▶ [What is required]
I would like every line of the records below that contains the word "hill" copied.

Collection entries:

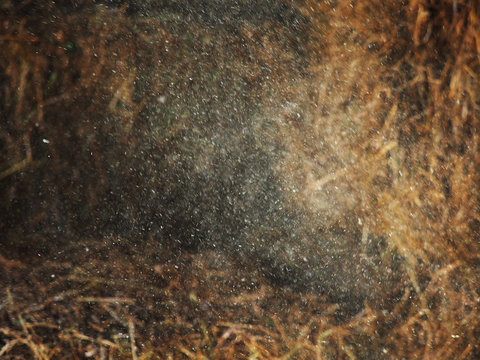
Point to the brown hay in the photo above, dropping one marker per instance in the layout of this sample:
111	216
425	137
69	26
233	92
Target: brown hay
405	78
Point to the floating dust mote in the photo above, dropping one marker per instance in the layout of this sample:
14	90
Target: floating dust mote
358	141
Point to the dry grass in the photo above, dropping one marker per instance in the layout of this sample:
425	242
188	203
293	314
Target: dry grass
398	82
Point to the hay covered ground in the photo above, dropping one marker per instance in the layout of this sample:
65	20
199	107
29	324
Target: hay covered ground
379	134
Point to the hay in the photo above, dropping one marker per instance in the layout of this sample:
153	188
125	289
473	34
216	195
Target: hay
396	80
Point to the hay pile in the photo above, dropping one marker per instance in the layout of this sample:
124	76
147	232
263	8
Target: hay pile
389	116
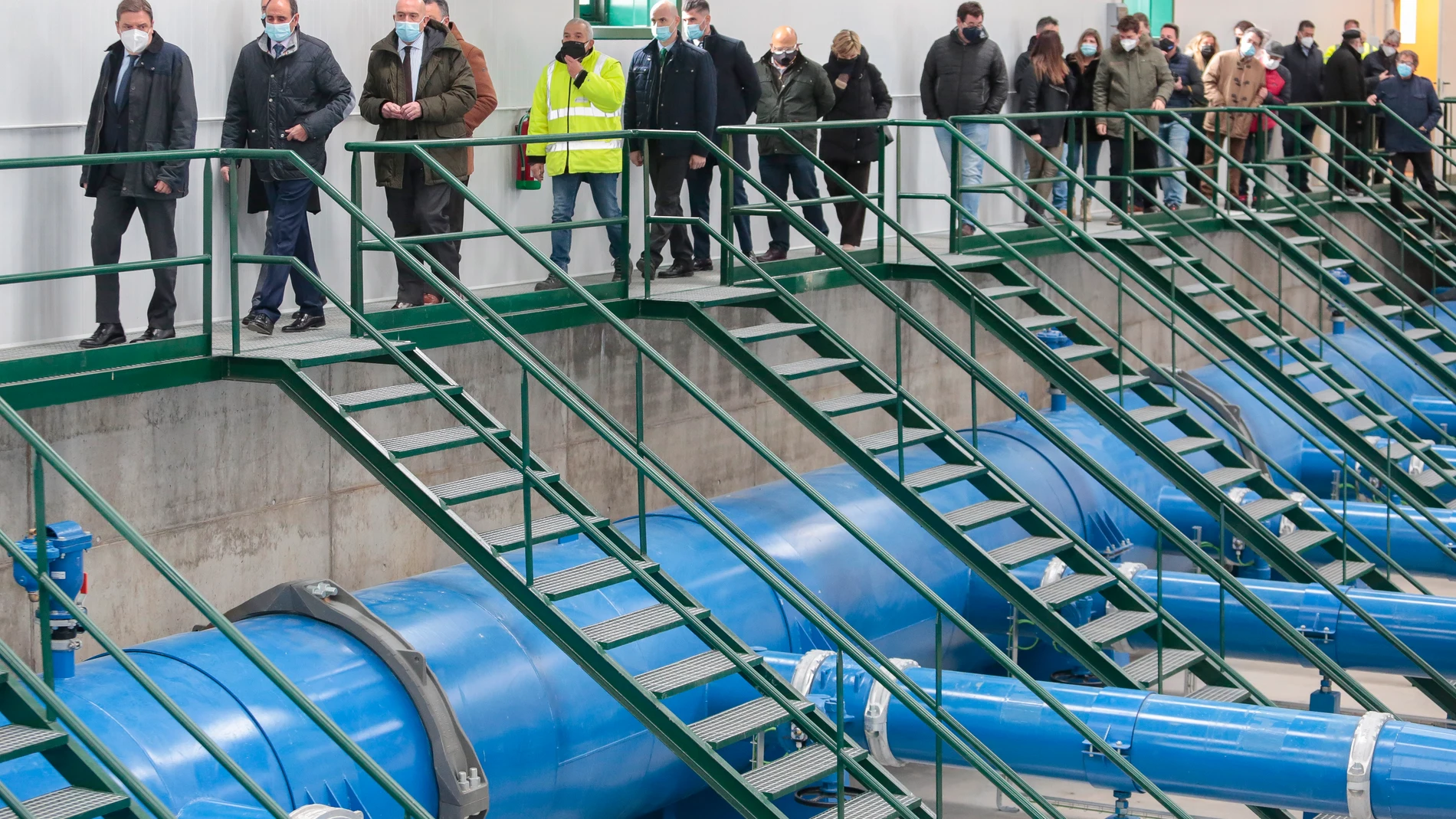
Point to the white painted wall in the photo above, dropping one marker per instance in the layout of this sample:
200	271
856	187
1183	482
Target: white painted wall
48	220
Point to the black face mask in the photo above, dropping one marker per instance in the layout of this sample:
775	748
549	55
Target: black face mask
574	50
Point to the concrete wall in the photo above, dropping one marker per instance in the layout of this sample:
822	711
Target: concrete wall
241	490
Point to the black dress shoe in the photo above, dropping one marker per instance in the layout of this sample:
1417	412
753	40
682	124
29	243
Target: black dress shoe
302	323
155	335
105	335
260	323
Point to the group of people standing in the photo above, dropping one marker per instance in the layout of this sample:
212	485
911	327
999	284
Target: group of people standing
427	82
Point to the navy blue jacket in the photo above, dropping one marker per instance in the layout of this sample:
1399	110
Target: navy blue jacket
680	95
160	114
1415	102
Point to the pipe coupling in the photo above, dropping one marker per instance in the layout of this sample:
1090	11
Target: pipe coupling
877	719
1362	752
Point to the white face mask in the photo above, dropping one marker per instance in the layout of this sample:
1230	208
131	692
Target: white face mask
134	40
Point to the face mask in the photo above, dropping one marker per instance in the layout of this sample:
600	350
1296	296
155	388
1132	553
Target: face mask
574	50
407	31
278	32
134	40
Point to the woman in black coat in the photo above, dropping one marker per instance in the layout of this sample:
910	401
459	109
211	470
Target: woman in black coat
859	93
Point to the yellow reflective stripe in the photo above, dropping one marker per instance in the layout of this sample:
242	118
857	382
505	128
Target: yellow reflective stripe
585	146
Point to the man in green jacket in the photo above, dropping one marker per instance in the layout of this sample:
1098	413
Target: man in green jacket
420	86
795	89
1133	76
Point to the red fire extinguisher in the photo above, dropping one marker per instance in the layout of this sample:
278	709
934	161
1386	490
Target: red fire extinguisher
523	168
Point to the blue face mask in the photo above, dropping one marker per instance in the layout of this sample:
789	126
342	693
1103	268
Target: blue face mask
407	31
277	32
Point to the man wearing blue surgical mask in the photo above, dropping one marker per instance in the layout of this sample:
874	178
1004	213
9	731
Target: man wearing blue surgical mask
420	86
671	86
1407	136
964	76
289	93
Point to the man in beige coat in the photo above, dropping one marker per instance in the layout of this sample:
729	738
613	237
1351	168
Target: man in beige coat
1234	79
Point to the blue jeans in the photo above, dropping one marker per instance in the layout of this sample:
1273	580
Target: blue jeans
287	236
972	163
1075	156
776	172
1177	139
564	207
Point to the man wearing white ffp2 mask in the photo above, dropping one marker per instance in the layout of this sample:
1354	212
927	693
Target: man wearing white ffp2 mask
143	100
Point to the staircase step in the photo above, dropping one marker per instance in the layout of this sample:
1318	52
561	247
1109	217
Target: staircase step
634	626
1079	352
944	474
1344	574
1266	508
1071	588
1192	444
812	367
72	804
870	806
985	513
1043	322
792	771
1228	476
1145	670
1365	424
772	330
587	578
1110	383
1304	540
485	486
543	530
21	741
391	396
698	670
890	440
855	402
1107	631
1155	414
740	722
1221	694
436	441
1028	550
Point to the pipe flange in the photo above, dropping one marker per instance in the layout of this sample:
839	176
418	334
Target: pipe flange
808	667
1362	754
877	718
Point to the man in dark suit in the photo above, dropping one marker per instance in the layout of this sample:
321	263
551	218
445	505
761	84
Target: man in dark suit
737	98
671	86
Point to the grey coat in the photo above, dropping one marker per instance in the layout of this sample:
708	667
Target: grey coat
271	95
962	79
160	116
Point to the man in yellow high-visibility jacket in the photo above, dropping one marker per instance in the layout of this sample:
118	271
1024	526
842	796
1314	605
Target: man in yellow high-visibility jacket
580	92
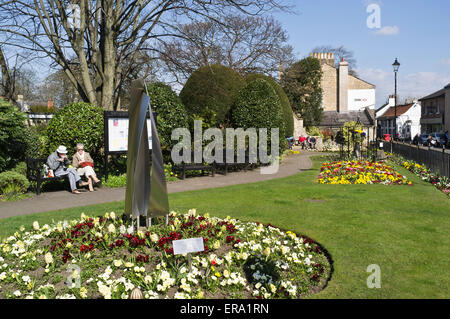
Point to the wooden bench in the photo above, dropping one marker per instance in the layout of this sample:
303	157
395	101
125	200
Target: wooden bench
35	172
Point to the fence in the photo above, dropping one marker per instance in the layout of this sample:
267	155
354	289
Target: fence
437	160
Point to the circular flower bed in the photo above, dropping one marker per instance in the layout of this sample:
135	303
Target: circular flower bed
360	172
102	257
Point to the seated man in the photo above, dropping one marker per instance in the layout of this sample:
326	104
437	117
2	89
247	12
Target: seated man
84	164
58	162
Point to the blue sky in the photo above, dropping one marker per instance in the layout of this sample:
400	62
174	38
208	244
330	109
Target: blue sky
415	31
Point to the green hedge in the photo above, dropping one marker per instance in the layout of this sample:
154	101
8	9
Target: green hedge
171	113
288	115
77	123
257	105
12	131
13	178
209	93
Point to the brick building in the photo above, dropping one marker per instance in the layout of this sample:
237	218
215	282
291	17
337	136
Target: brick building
436	111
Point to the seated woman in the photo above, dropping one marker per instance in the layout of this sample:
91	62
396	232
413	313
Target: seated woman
84	164
59	162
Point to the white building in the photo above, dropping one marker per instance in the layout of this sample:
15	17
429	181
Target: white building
408	120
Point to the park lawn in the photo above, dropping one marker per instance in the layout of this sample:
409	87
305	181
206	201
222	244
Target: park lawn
403	229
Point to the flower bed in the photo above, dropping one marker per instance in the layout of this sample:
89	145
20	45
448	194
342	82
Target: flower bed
241	260
360	172
441	182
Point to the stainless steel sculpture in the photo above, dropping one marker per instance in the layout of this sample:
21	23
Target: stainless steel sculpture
146	192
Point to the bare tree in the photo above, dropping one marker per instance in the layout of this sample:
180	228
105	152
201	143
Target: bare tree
100	34
339	53
7	83
247	44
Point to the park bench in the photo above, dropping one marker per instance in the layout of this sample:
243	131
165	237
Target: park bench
226	165
35	172
183	167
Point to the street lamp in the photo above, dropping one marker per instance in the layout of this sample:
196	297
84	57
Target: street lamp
396	66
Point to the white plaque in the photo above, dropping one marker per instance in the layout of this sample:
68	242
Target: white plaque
118	134
186	246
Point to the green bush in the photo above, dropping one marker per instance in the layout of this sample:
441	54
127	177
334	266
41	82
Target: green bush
13	178
257	105
285	104
20	168
209	93
12	130
171	113
313	131
42	109
77	123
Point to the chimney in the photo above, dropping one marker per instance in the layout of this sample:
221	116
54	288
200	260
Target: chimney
343	87
391	100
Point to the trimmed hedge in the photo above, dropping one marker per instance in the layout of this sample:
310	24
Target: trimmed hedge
77	123
257	105
288	115
12	130
171	113
209	93
13	178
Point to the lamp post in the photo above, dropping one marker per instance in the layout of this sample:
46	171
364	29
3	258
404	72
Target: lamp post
396	66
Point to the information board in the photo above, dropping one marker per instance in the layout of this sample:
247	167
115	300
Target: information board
118	134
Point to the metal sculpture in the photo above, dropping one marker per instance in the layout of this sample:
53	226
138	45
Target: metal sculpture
146	192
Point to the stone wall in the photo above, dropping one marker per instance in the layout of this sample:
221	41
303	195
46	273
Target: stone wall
357	84
329	87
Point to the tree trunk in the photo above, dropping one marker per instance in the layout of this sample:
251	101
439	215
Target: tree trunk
6	78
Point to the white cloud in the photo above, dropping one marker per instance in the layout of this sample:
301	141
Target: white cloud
416	85
388	30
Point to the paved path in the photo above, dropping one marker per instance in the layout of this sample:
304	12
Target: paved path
50	201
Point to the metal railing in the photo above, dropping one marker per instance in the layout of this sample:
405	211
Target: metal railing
435	159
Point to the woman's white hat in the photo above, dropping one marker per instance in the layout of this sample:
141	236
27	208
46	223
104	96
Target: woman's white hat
62	149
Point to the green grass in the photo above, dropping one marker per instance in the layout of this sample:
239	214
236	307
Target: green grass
403	229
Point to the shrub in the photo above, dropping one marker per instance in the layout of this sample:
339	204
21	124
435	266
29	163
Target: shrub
285	104
257	105
13	178
41	109
77	123
20	168
209	93
171	113
12	130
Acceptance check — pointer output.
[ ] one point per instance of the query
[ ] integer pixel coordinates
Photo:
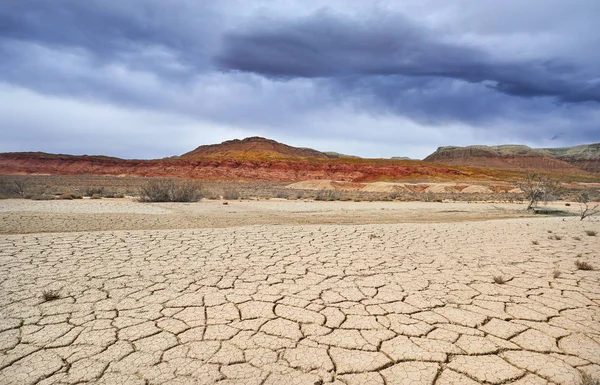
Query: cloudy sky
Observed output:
(155, 78)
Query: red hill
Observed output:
(252, 148)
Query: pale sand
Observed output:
(404, 303)
(26, 216)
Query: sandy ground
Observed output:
(290, 302)
(26, 216)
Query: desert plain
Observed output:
(114, 291)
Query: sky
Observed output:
(153, 78)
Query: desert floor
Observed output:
(279, 292)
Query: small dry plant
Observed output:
(585, 210)
(582, 265)
(50, 295)
(587, 379)
(499, 279)
(556, 273)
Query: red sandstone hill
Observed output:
(283, 169)
(570, 160)
(263, 159)
(253, 147)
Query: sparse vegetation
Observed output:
(587, 379)
(69, 196)
(13, 189)
(167, 190)
(538, 188)
(231, 194)
(327, 195)
(50, 295)
(582, 265)
(585, 210)
(499, 279)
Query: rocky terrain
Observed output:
(263, 159)
(569, 160)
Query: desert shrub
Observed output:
(164, 190)
(231, 194)
(327, 195)
(582, 265)
(499, 280)
(585, 210)
(69, 196)
(538, 188)
(587, 379)
(91, 191)
(42, 197)
(50, 295)
(13, 189)
(212, 196)
(556, 273)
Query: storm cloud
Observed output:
(374, 80)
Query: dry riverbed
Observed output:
(279, 292)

▶ [Result of this exercise]
Query: red hill
Query: red sandstone hill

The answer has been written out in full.